DATA EXCERPTS START
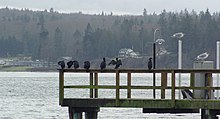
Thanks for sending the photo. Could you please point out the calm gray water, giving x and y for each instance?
(31, 95)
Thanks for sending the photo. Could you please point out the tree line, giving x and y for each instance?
(50, 35)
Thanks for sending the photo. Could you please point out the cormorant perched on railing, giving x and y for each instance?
(113, 62)
(87, 65)
(103, 64)
(118, 63)
(150, 63)
(62, 64)
(75, 64)
(69, 64)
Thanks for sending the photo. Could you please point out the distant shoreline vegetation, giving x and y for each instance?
(49, 35)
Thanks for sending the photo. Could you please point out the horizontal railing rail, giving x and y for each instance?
(94, 86)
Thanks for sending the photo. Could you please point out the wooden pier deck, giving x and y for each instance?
(91, 105)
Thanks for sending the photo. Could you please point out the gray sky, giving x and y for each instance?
(116, 6)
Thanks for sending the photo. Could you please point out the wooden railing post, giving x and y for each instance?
(173, 88)
(192, 82)
(96, 84)
(61, 86)
(209, 84)
(117, 87)
(91, 84)
(129, 85)
(163, 84)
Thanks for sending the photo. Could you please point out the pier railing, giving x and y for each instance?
(94, 86)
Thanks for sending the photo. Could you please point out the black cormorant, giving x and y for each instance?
(69, 64)
(87, 65)
(103, 64)
(150, 63)
(62, 64)
(113, 62)
(75, 64)
(118, 64)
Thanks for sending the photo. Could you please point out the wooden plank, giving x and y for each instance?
(129, 85)
(61, 87)
(91, 84)
(163, 84)
(138, 87)
(96, 84)
(144, 70)
(143, 103)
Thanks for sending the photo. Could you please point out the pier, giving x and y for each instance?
(210, 107)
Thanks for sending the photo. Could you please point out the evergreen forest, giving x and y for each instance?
(50, 35)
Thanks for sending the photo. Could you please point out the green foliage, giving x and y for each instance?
(51, 35)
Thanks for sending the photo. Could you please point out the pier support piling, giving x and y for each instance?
(90, 112)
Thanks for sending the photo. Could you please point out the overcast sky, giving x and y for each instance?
(116, 6)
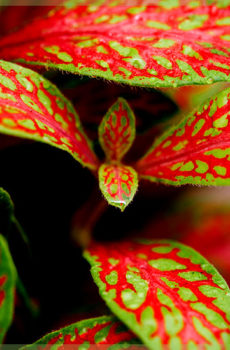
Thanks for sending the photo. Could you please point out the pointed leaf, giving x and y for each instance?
(164, 292)
(7, 288)
(117, 130)
(31, 107)
(105, 330)
(169, 44)
(118, 184)
(196, 151)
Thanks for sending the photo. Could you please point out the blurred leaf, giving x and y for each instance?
(105, 330)
(165, 292)
(7, 288)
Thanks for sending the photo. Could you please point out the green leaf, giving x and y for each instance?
(170, 44)
(164, 291)
(196, 150)
(7, 288)
(117, 130)
(118, 184)
(31, 107)
(105, 330)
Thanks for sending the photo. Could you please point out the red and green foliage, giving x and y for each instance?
(167, 294)
(196, 150)
(31, 107)
(7, 288)
(93, 333)
(165, 44)
(117, 131)
(118, 184)
(164, 292)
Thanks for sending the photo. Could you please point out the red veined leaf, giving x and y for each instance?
(139, 44)
(164, 292)
(196, 151)
(31, 107)
(19, 15)
(118, 184)
(117, 130)
(200, 220)
(105, 330)
(189, 97)
(7, 288)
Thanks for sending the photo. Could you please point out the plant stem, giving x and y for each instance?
(22, 233)
(33, 309)
(86, 218)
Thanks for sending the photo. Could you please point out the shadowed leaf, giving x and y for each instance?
(164, 292)
(7, 288)
(171, 43)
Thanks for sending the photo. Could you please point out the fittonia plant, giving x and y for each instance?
(164, 292)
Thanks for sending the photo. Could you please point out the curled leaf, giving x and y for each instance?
(118, 184)
(7, 288)
(165, 292)
(117, 130)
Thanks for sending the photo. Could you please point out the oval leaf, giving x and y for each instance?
(7, 288)
(196, 151)
(164, 292)
(31, 107)
(117, 130)
(169, 44)
(118, 184)
(105, 330)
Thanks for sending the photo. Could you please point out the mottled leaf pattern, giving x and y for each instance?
(171, 43)
(164, 292)
(7, 288)
(31, 107)
(117, 130)
(196, 151)
(118, 184)
(102, 332)
(199, 219)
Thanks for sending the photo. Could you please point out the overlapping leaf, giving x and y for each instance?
(167, 44)
(118, 184)
(196, 151)
(7, 288)
(32, 107)
(199, 219)
(102, 331)
(164, 292)
(117, 130)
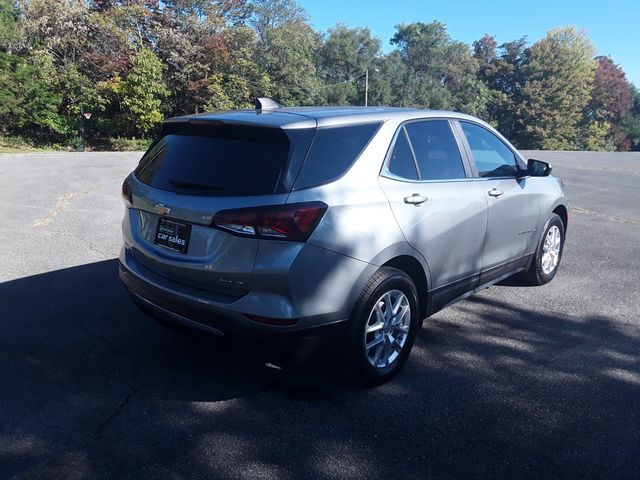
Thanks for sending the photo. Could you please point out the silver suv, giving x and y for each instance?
(291, 219)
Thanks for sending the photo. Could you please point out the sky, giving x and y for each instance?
(613, 26)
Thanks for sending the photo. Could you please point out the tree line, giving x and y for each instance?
(132, 63)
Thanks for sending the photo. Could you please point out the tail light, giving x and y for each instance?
(126, 194)
(294, 222)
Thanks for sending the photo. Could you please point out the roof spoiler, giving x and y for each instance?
(264, 103)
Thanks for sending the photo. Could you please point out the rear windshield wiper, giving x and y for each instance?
(195, 185)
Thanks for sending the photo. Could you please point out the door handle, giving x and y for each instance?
(415, 199)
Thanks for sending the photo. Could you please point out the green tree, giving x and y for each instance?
(610, 101)
(140, 94)
(558, 72)
(345, 57)
(631, 122)
(27, 102)
(441, 71)
(288, 54)
(500, 70)
(10, 27)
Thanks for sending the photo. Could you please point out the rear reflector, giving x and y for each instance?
(294, 222)
(126, 194)
(283, 322)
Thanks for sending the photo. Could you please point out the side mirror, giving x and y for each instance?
(538, 168)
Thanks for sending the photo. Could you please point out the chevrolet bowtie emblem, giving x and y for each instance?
(161, 209)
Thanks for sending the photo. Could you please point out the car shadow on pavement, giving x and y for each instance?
(92, 387)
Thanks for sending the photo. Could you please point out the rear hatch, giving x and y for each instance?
(197, 169)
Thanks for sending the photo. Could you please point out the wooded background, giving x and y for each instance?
(132, 63)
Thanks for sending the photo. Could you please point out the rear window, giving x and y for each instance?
(333, 151)
(223, 161)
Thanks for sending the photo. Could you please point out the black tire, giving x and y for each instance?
(385, 280)
(535, 274)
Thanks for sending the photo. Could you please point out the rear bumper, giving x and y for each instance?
(219, 319)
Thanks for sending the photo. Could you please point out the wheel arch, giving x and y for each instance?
(412, 267)
(563, 213)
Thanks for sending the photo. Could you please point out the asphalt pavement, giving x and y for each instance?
(512, 383)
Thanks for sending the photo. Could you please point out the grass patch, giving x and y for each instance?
(15, 144)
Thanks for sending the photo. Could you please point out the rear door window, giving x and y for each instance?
(333, 151)
(401, 162)
(436, 150)
(237, 161)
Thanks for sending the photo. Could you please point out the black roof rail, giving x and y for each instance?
(264, 103)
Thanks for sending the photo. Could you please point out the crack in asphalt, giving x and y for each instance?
(102, 426)
(603, 216)
(61, 203)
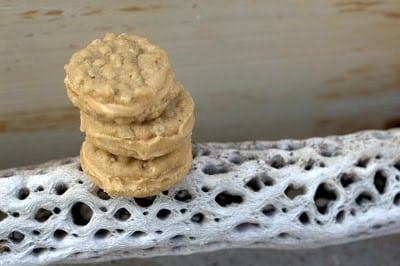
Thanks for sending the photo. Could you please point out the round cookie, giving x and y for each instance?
(149, 139)
(125, 176)
(122, 78)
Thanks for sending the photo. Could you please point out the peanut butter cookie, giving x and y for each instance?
(153, 138)
(121, 78)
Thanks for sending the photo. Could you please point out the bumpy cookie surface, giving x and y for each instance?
(120, 77)
(125, 176)
(146, 140)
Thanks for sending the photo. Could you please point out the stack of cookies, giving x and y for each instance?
(137, 119)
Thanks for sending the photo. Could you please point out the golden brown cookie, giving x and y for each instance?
(125, 176)
(146, 140)
(121, 78)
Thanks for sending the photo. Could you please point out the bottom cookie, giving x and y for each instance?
(126, 176)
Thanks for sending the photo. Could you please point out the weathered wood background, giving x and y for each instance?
(256, 69)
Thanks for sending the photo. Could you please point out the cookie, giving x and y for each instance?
(121, 78)
(125, 176)
(146, 140)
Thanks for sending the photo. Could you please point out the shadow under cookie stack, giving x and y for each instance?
(137, 119)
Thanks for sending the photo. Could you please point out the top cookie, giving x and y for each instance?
(119, 76)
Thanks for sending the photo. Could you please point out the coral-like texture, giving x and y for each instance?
(284, 194)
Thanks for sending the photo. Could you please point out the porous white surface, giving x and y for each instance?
(287, 194)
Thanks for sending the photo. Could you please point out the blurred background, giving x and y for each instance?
(256, 69)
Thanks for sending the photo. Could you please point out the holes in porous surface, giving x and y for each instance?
(377, 226)
(197, 218)
(347, 179)
(252, 157)
(269, 210)
(205, 189)
(236, 159)
(102, 233)
(60, 188)
(38, 251)
(16, 236)
(225, 199)
(138, 234)
(304, 218)
(7, 174)
(59, 234)
(3, 216)
(145, 202)
(254, 184)
(277, 162)
(266, 180)
(246, 226)
(205, 152)
(177, 237)
(4, 249)
(183, 195)
(323, 196)
(362, 162)
(380, 181)
(283, 235)
(81, 213)
(326, 151)
(42, 215)
(102, 194)
(292, 191)
(163, 214)
(122, 214)
(23, 193)
(215, 169)
(396, 199)
(340, 216)
(309, 165)
(364, 198)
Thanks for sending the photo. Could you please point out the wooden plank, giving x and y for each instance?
(257, 69)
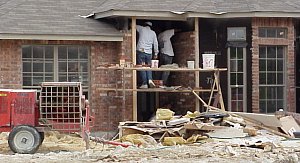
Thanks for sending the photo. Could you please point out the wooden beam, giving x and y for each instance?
(197, 73)
(134, 78)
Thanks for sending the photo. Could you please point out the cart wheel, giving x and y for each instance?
(42, 134)
(24, 139)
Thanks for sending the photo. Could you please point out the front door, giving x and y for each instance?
(237, 96)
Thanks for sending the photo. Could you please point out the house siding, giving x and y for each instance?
(290, 63)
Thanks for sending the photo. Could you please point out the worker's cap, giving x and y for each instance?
(148, 23)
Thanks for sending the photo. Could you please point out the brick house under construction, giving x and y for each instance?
(258, 42)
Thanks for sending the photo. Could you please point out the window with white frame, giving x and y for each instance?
(58, 63)
(272, 32)
(271, 78)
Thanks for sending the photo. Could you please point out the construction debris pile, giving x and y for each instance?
(168, 129)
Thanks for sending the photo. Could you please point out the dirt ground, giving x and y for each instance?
(70, 148)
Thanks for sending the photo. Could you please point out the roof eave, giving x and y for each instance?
(60, 37)
(244, 14)
(153, 15)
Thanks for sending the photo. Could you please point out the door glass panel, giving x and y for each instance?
(237, 75)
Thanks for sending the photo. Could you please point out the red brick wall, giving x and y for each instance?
(10, 64)
(290, 64)
(184, 50)
(108, 106)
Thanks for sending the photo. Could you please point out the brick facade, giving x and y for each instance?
(108, 107)
(290, 64)
(111, 107)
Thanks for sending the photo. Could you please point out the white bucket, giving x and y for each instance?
(154, 63)
(208, 61)
(191, 64)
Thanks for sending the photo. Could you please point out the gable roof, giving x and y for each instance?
(182, 9)
(53, 20)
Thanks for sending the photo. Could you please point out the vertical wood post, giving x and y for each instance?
(197, 73)
(134, 73)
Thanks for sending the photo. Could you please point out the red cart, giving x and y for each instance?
(61, 107)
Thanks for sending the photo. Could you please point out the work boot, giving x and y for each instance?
(151, 84)
(144, 86)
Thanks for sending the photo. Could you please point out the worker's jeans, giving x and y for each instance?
(164, 60)
(144, 58)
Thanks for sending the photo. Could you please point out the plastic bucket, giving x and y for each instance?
(191, 64)
(154, 63)
(208, 61)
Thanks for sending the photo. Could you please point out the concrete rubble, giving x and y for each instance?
(195, 137)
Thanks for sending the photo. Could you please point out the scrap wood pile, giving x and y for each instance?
(195, 127)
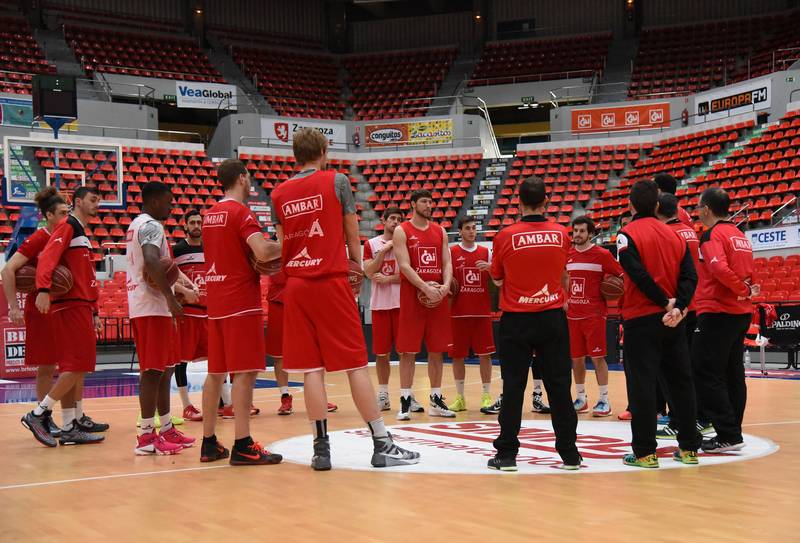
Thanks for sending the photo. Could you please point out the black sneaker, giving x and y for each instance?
(386, 454)
(253, 455)
(321, 461)
(86, 424)
(502, 464)
(39, 427)
(76, 436)
(538, 405)
(714, 446)
(211, 451)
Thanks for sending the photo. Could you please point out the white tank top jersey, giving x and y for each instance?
(143, 300)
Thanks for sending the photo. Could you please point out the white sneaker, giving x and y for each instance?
(383, 401)
(438, 408)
DATA EXCERPTS END
## WORK ITEM
From the line with "cart, giving x and y for each instance?" to the last line above, restate each line word for word, but skip the pictures.

## RESULT
Thanks for sending the photo. Could you please point out the red cart, giving x and y for each instance?
(61, 107)
Thanks for sending the photo. Could you please point out the work boot, giving x and y for each instance?
(151, 84)
(144, 86)
Thanks for sending the photo. Could you please point out the worker's jeans, giving x and y for each instance?
(164, 60)
(144, 58)
Thanks for sending the photo. Could you please point out the plastic bucket, giving x and y for each instance?
(191, 64)
(154, 63)
(208, 61)
Thanks for sending the photo. Could you please point out the concrete rubble, giving x and y for each instance?
(195, 137)
Thanks for sending the photo. Could you please point out the scrap wood pile, giving x and y for each instance?
(195, 127)
Thanks for sending the photo. Could you please point out the black sneaker, giving x and y for each instance?
(386, 454)
(253, 455)
(321, 461)
(86, 424)
(502, 464)
(39, 427)
(76, 436)
(538, 405)
(714, 446)
(211, 451)
Thanks for sending the photo. Could you please point out the white tank top jersey, giving x and y for each instance?
(143, 300)
Thanks for sending the photo. Could you please point out the white sneaker, giving x and y for each instance?
(383, 401)
(438, 408)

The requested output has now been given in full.